** Opening DATA EXTRACTS block **

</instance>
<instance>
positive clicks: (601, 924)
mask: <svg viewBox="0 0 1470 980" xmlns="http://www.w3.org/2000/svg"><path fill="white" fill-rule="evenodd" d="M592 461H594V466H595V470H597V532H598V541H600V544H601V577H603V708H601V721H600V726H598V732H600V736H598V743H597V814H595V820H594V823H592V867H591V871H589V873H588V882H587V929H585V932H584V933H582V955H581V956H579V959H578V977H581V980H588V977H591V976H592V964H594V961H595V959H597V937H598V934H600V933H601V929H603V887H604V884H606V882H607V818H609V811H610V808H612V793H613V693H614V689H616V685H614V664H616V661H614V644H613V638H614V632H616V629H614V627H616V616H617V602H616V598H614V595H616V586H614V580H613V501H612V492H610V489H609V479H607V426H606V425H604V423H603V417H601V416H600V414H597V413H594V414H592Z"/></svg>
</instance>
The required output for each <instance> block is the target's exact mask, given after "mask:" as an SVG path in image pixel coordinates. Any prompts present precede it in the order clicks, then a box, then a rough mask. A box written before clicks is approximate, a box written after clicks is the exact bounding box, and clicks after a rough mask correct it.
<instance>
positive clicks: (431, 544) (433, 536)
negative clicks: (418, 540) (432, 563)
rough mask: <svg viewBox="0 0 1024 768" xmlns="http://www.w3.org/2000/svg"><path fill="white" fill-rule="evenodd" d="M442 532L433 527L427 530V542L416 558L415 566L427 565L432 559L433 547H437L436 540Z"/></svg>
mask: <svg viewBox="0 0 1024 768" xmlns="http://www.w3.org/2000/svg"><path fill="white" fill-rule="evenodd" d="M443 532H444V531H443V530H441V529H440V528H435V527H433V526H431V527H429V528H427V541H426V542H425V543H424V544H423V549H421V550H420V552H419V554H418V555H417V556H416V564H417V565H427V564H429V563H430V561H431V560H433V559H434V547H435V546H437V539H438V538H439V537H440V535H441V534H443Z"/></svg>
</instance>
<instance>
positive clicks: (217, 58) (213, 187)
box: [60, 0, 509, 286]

** Closing DATA EXTRACTS block **

→ EXERCISE BRIEF
Every entry needs to be retyped exactly.

→ WRITTEN RESPONSE
</instance>
<instance>
positive clicks: (601, 924)
mask: <svg viewBox="0 0 1470 980" xmlns="http://www.w3.org/2000/svg"><path fill="white" fill-rule="evenodd" d="M592 461H594V466H595V470H597V532H598V541H600V544H601V577H603V708H601V721H600V726H598V732H600V736H598V743H597V814H595V820H594V823H592V867H591V871H589V873H588V882H587V929H585V932H584V933H582V955H581V956H579V959H578V977H581V980H588V977H591V976H592V964H594V961H595V959H597V937H598V934H600V933H601V929H603V887H604V884H606V882H607V818H609V811H610V808H612V793H613V693H614V689H616V685H614V664H616V661H614V644H613V638H614V632H616V629H614V627H616V616H617V602H616V598H614V595H616V586H614V580H613V501H612V492H610V489H609V479H607V426H606V425H604V423H603V417H601V416H600V414H597V413H594V414H592Z"/></svg>
</instance>
The required output for each <instance> block is the target's exact mask, given after "mask:" as an SVG path in image pixel coordinates. Any prompts present precede it in the order clicks, then a box, then a rough mask. A box written before clicks is approximate, a box written after clicks is the exact bounding box, and clicks after a rough mask correct it.
<instance>
positive clicks: (431, 544) (433, 536)
negative clicks: (418, 540) (432, 563)
rough mask: <svg viewBox="0 0 1024 768" xmlns="http://www.w3.org/2000/svg"><path fill="white" fill-rule="evenodd" d="M442 532L433 527L427 530V542L416 558L415 566L427 565L432 559L433 547H437L436 540Z"/></svg>
mask: <svg viewBox="0 0 1024 768" xmlns="http://www.w3.org/2000/svg"><path fill="white" fill-rule="evenodd" d="M443 532H444V531H443V530H441V529H440V528H435V527H433V526H431V527H429V528H427V541H426V542H425V543H424V544H423V549H421V550H420V552H419V554H418V555H417V556H416V564H417V565H427V564H429V563H430V561H431V560H433V559H434V547H435V546H437V539H438V538H439V537H440V535H441V534H443Z"/></svg>
</instance>
<instance>
positive clicks: (217, 58) (213, 187)
box: [60, 0, 509, 286]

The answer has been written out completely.